Estratto:

═══

Chi scrive non è né antieuropeista né “euroscettico”. Al contrario, è un europeista convinto. E proprio come tale si rifiuta di gettare le armi. Quello dell’unità europea resta un nobilissimo ideale; e oggi, sul piano politico, un’Europa forte e unita resta una necessità in un mondo nel quale ormai tutto sta venendo rimesso in discussione, lo stesso equilibrio garantito dalla “superpotenza” unilaterale statunitense è tramontato mentre tutto quel che è “pubblico” e “comunitario” viene fatto oggetto d’una forsennata ma anche lucida e pianificata aggressione, allo scopo di cancellare qualunque ostacolo al trionfo delle oligarchie finanziarie ed economiche le quali dominano tecnologia e ricerca scientifica, si muovono verso la concentrazione del potere e della ricchezza nelle mani di pochi centri privilegiati e intendono ridurre all’impotenza tutto il restante genere umano. Questo, sia chiaro a tutti, è il grande avversario e il tremendo nemico da battere.
L’Europa di Bruxelles e di Strasburgo, l’Europa che stravolgendosi in Eurolandia ci ha consegnato legati mani e piedi alla lobby di finanzieri che gestiscono secondo i loro privati interessi la moneta comune mentre – anche ammesso che sia un gigante economico, come molti ancora affermano – è comunque un nanerottolo politico, un criceto diplomatico e un verme militare (poiché gli eserciti europei, coordinati dalla e nella NATO, sono in realtà controllati dall’ex-superpotenza statunitense e ne eseguono la volontà o la non-volontà politica) è stata, nella più benevola delle ipotesi, una falsa partenza per i nostri orizzonti unitari europeistici. E difatti, in oltre mezzo secolo, non si è creato alcuno spirito identitario europeo, alcuna cultura comunitaria, alcuna coscienza civica nella quale i ventisette paesi dell’Unione possano riconoscersi.

═══

Estratto dati:

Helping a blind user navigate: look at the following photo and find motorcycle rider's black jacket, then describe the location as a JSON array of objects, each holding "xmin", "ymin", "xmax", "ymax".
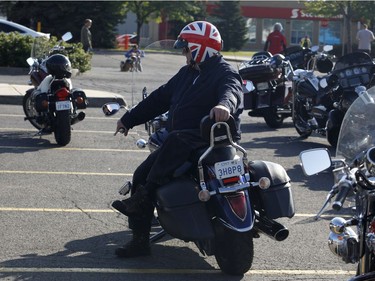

═══

Cosa serve: Nell'estratto sull'Europa, da chi sono in realtà controllati gli eserciti europei?

Esercizio svolto: Dall'ex-superpotenza statunitense, di cui eseguono la volontà o la non-volontà politica.